> _Problem requirements_: How many lines of the items below contain the string "parked"? Reply with the number alone.

[Dataset entries]
%%
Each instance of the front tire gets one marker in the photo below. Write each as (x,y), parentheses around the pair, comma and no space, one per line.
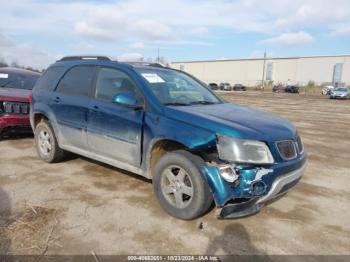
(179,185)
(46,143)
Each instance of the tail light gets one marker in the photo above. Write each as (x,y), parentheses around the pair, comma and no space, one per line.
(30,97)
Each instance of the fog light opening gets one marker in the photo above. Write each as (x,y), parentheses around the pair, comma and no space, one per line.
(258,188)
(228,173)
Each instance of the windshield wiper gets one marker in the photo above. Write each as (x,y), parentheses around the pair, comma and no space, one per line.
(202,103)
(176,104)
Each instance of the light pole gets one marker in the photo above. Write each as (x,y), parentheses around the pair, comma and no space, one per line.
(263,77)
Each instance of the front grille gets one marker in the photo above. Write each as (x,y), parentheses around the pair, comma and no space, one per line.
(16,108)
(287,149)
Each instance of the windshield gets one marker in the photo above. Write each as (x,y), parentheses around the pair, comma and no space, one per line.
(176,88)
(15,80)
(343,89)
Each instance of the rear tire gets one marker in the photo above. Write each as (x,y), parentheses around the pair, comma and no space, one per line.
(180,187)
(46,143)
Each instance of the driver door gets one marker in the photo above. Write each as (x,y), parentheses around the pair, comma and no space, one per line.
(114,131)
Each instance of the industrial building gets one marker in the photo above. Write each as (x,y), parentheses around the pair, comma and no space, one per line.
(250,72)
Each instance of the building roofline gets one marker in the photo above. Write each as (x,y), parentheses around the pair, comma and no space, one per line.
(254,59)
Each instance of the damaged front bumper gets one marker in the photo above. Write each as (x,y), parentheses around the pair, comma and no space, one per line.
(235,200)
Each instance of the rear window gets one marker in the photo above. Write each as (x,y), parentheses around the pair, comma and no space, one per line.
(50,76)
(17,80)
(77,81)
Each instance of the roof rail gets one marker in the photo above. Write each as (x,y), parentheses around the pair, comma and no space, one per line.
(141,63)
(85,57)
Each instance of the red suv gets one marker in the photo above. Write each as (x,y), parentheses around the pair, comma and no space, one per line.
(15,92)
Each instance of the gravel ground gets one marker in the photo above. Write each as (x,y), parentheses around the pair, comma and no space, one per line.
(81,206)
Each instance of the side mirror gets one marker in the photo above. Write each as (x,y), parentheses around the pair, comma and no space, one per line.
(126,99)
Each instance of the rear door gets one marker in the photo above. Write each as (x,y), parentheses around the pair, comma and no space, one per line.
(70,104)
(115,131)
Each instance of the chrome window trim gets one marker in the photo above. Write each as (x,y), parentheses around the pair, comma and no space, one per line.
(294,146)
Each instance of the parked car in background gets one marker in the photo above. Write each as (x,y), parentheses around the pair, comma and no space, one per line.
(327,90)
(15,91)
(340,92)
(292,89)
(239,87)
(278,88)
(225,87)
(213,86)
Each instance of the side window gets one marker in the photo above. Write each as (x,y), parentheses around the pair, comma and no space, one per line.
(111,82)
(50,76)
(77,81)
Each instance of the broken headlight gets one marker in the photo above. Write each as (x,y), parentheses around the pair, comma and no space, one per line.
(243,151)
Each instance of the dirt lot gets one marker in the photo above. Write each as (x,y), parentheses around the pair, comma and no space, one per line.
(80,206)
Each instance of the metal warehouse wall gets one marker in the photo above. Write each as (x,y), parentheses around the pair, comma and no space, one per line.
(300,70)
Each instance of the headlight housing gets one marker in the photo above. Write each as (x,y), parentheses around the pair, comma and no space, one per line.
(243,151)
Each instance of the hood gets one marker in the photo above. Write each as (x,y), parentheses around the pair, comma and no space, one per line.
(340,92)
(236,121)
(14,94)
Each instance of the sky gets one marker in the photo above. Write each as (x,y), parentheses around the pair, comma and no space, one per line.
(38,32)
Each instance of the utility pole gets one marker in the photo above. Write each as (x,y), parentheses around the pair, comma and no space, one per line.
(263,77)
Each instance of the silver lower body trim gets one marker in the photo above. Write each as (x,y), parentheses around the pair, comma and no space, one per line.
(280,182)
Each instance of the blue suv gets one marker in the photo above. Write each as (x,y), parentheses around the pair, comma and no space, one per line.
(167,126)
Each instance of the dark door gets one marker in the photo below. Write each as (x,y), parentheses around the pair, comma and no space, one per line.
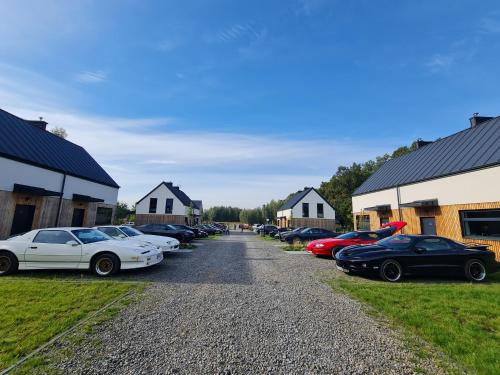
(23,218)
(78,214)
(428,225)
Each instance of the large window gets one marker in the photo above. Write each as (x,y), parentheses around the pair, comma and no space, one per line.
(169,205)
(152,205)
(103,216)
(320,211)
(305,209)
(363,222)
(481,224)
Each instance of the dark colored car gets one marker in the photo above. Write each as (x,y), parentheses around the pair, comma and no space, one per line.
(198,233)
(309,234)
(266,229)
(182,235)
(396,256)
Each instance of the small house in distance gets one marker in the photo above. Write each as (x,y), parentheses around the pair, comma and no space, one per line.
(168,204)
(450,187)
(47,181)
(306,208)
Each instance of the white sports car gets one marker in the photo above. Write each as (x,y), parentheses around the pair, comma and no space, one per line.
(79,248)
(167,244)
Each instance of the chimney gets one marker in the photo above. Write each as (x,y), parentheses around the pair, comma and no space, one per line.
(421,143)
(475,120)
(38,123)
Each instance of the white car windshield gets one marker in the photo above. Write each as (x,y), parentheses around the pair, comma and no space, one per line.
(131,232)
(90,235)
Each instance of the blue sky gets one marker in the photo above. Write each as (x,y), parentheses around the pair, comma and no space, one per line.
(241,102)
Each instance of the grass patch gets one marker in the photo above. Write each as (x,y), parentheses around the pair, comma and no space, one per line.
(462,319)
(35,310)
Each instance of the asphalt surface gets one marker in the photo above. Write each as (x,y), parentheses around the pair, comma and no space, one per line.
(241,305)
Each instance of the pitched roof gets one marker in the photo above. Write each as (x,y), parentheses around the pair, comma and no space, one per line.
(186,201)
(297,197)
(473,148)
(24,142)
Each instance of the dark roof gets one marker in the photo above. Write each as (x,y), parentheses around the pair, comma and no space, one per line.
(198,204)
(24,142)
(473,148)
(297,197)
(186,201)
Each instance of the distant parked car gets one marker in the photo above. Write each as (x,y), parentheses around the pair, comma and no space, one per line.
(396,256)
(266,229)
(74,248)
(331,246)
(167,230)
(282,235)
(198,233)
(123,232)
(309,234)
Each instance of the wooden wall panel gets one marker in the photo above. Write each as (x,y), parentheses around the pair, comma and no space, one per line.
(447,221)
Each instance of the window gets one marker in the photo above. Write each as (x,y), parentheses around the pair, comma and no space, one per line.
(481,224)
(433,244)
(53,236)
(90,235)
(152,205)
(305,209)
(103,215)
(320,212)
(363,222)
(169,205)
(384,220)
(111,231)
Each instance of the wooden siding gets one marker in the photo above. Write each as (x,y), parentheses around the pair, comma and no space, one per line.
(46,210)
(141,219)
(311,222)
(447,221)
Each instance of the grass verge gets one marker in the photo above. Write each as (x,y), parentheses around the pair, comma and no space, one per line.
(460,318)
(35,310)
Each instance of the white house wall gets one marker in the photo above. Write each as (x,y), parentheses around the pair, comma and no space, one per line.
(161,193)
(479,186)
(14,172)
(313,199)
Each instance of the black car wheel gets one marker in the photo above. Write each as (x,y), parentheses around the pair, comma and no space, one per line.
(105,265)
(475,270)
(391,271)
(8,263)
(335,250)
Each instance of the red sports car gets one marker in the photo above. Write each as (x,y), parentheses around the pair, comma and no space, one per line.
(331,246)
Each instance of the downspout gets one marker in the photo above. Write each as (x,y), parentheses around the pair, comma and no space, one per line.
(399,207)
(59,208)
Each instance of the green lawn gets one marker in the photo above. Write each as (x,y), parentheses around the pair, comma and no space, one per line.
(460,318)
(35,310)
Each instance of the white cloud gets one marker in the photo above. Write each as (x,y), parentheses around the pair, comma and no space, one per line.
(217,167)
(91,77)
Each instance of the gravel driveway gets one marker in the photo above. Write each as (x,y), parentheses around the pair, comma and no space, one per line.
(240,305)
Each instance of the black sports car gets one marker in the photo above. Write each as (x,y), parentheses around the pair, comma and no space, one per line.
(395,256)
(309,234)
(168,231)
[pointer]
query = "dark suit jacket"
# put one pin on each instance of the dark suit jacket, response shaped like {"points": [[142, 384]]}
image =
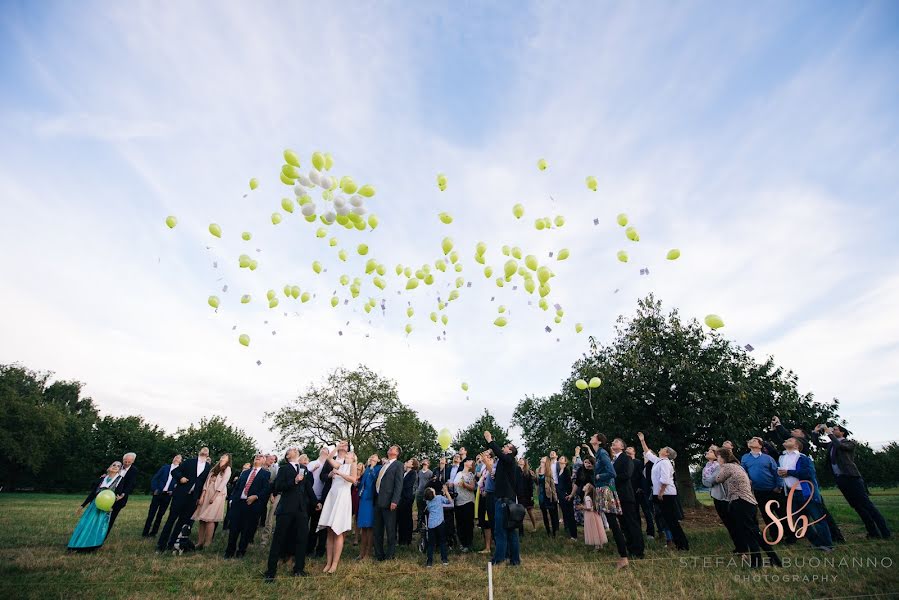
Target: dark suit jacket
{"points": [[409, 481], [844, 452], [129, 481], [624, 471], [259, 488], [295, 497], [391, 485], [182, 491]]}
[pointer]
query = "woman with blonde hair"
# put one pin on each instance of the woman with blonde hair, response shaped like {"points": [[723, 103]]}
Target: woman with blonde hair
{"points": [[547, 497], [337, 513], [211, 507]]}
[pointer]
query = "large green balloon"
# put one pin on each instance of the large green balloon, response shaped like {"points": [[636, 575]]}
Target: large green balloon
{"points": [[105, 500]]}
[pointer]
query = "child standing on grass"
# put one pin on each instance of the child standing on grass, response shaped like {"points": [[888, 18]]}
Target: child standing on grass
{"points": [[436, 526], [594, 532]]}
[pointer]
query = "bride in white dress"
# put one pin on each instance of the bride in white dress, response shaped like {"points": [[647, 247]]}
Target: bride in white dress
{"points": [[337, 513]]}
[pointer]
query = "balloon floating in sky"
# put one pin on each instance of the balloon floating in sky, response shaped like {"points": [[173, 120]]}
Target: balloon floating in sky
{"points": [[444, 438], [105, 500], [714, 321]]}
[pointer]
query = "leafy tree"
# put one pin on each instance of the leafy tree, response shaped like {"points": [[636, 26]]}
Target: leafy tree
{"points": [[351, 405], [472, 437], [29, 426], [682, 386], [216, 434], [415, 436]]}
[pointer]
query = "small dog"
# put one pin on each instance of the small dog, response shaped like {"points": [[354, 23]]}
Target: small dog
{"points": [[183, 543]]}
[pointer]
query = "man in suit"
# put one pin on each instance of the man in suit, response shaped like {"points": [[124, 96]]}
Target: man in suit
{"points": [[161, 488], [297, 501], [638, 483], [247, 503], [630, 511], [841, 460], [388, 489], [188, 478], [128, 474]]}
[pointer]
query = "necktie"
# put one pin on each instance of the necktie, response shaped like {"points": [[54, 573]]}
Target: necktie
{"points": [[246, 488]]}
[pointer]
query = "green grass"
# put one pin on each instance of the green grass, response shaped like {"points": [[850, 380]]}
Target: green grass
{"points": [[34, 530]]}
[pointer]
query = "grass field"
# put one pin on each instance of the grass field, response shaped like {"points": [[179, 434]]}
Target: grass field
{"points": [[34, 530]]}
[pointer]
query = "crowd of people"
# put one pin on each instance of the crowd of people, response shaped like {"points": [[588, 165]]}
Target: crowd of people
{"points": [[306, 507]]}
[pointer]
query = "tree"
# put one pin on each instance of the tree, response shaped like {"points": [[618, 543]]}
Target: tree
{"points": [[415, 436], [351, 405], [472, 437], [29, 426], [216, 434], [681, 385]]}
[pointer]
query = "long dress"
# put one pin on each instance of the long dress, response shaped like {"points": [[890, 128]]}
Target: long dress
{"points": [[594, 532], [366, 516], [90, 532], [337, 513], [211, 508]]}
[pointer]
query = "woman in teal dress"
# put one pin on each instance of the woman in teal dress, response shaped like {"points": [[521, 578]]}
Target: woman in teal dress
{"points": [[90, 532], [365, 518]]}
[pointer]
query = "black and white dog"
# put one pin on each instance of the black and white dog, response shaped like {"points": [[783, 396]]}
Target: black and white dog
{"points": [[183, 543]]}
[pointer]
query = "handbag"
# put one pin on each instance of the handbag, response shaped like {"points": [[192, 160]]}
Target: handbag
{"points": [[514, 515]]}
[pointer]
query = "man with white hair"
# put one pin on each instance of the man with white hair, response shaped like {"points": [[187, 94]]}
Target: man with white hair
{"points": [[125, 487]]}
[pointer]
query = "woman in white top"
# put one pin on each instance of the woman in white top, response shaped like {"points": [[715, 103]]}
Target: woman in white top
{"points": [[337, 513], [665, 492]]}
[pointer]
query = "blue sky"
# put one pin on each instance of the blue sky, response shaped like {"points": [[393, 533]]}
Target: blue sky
%%
> _Task solution_: 2